What the exercise asks: Look below for the line containing "Your task is to identify the wire" and the line containing "Your task is to identify the grey sweatshirt"; repeat exactly those two lines and all lines between them, and nothing else.

[Data excerpts]
>>>
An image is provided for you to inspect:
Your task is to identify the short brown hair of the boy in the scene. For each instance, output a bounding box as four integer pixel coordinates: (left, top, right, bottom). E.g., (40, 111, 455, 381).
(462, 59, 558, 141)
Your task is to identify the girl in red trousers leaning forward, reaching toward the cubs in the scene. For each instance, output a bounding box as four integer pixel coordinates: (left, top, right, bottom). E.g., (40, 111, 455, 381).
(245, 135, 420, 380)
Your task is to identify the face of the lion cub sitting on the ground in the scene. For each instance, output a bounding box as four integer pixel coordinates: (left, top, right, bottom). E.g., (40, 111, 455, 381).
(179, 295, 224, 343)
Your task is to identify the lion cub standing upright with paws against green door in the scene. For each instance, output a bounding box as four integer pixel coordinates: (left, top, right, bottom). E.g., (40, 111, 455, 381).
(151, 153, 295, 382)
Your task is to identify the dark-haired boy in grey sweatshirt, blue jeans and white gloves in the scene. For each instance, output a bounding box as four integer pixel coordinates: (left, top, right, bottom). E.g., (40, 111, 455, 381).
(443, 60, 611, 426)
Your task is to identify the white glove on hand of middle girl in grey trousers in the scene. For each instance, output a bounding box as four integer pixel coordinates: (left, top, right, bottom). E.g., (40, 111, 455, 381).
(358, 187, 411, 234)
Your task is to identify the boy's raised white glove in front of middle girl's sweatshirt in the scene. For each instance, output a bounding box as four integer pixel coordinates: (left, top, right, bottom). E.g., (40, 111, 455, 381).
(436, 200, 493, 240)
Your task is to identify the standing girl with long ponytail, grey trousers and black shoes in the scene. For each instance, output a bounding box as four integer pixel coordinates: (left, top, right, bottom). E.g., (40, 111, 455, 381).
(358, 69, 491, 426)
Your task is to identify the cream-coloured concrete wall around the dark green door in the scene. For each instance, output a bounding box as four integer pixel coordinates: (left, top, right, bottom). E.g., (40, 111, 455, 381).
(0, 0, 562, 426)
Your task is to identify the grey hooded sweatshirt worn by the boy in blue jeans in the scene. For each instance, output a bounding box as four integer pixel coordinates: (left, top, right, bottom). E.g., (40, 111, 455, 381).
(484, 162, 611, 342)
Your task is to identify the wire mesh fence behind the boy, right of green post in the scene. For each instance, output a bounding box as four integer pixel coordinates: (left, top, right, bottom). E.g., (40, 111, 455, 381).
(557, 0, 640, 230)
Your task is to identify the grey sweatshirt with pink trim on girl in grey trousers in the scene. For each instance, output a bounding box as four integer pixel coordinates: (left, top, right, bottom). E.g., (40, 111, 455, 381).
<<<
>>>
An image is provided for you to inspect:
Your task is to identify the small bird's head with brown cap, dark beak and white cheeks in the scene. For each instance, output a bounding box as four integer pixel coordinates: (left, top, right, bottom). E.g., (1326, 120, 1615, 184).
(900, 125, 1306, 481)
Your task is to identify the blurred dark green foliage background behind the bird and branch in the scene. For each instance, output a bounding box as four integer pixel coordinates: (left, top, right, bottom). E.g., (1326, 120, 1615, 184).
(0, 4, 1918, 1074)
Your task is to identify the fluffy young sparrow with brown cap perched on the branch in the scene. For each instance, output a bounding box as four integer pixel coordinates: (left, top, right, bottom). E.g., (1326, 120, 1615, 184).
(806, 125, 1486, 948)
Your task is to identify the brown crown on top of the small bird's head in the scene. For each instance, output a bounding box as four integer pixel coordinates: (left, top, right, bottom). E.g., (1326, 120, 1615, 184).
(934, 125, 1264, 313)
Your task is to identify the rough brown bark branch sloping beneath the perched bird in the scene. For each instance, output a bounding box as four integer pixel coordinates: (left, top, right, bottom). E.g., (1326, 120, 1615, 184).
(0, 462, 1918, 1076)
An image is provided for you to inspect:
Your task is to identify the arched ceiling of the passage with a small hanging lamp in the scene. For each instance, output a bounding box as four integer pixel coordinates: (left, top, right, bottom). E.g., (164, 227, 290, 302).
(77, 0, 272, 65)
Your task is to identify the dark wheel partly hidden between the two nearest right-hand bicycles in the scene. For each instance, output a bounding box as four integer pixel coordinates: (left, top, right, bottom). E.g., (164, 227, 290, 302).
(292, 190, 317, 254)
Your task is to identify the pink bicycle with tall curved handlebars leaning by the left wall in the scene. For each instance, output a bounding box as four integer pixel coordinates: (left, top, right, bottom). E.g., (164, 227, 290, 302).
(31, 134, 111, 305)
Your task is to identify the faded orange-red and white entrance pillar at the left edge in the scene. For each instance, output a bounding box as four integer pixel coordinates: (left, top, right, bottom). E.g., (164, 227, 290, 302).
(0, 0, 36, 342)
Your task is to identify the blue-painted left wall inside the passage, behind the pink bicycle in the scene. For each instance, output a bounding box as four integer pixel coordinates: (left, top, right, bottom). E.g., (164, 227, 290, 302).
<<<
Result for this exercise:
Your task is to identify the wire mesh fence behind the boy, right of green post in the scene. For each instance, output a bounding box as four integer pixel coordinates: (left, top, right, bottom). E.g., (40, 111, 455, 381).
(557, 0, 640, 230)
Your task is to identify the grey sweatshirt with pink trim on girl in grey trousers in the scene. For each instance, output a bounding box as four integer pixel coordinates: (left, top, right, bottom). E.g., (40, 111, 455, 381).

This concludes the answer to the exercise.